───── TEXT ─────

Ray if your offer works for Angela I’d love to have just one of her seedlings. I keep telling myself no more orchids, but this sentimental gal is saying, yes.


----------



## denisewh (Feb 19, 2022)

I would love to have a few if possible. I know have my phrag large curio working in the dining room with everything needed for phrags But only if convenient under the circumstances.


----------



## JLOG (Feb 19, 2022)

Sorry to heart that Angela


----------



## awesomei (Feb 19, 2022)

Hi Angela,
I am so sorry to hear about your husband. I pray that he has a peaceful time of all of that. 
I have hundreds of phrags. But, I would always love something new or different. When you have time, let me know what you have. I would be glad to take them all.
George


----------



## Justin (Feb 19, 2022)

I am very sorry to hear about your husband.


----------



## orchidmouse (Feb 19, 2022)

My deepest sympathy. You are in my prayers.


----------



## orchidmouse (Feb 19, 2022)

Ray said:


> I'm so sorry to hear that, Angela.
> 
> I can only handle a few, but I'd be happy to be a "central distribution point".


Hi Ray. Keep me in mind please. Thanks. Miki White


----------



## awesomei (Feb 19, 2022)

Hello Ray,
Same goes for me if Angela chooses you.
George


----------



## abax (Feb 19, 2022)

Many thanks to all of you. I appreciate the kind thoughts.


----------



## eOrchids (Feb 19, 2022)

My deepest sympathy!


----------



## Phragper (Feb 20, 2022)

am so sorry for where you and your husbands journey is going. Your kinds words to me in previous posts have always made me smile So would definitely be interested in any or all of your pkants


----------



## Phragper (Feb 20, 2022)

plants


----------



## southernbelle (Feb 20, 2022)

Angela, my heart and prayers are with you and your family, for peace and grace. I wish I was closer to help with all of this. I have no room, but trust others can relieve you of the burden of moving them on. God Bless.


----------



## abax (Feb 20, 2022)

Because Ray has been so kind to me over the years of our association, he has made the
offer to take all the orchid seedlings and distribute them for me. His offer is a blessing for me.
I'll send them to him when the weather obliges. It ain't now. He'll let you know when
he has them for distribution. I hope this doesn't disappoint anyone. I'm so grateful to
you all.


----------



## BrucherT (Feb 21, 2022)

───── AVAILABLE DATA ─────

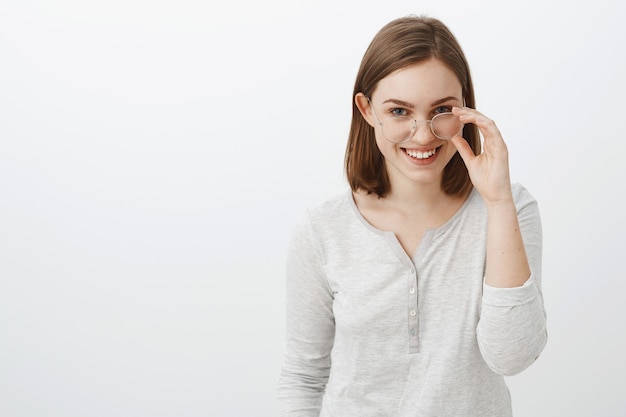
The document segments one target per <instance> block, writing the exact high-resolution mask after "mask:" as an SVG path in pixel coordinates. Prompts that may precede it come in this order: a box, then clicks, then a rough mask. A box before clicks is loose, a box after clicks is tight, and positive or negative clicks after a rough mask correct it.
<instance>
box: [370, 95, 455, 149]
mask: <svg viewBox="0 0 626 417" xmlns="http://www.w3.org/2000/svg"><path fill="white" fill-rule="evenodd" d="M367 102H368V103H369V104H370V107H371V108H372V111H373V112H374V116H376V120H377V121H378V124H379V125H380V127H381V129H382V131H383V137H384V138H385V140H386V141H387V142H390V143H395V144H400V143H405V142H408V141H410V140H411V138H412V137H413V136H414V135H415V133H416V132H417V124H418V123H426V122H428V126H429V127H430V131H431V132H432V134H433V135H435V137H436V138H438V139H441V140H450V139H452V138H448V139H445V138H442V137H441V136H439V135H437V134H436V133H435V129H433V120H434V119H435V118H436V117H437V116H440V115H443V114H453V113H452V112H449V111H447V112H443V113H439V114H436V115H435V116H434V117H433V118H432V119H430V120H417V119H409V118H407V120H411V121H412V122H413V128H412V129H411V130H412V131H413V133H412V134H410V135H409V137H407V138H406V139H404V140H402V141H400V142H394V141H392V140H390V139H388V138H387V135H385V130H384V127H383V122H381V121H380V117H378V113H376V110H375V109H374V105H373V104H372V101H371V100H370V99H369V98H368V99H367ZM463 126H464V125H462V126H461V130H460V131H459V133H461V132H462V131H463Z"/></svg>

─────

● **EXERCISE SET**
(1) Answer these questions from the forum thread above, one line each:
(a) How many phrags does George say he has?
(b) To whom will Angela send all the orchid seedlings?
(c) When will she send them?
(2) In the forum thread, which usernames head posts dated Feb 19, 2022? Give each name once.

● **LIST OF ANSWERS**
(1)
(a) Hundreds.
(b) Ray.
(c) When the weather obliges.

(2)
denisewh
JLOG
awesomei
Justin
orchidmouse
abax
eOrchids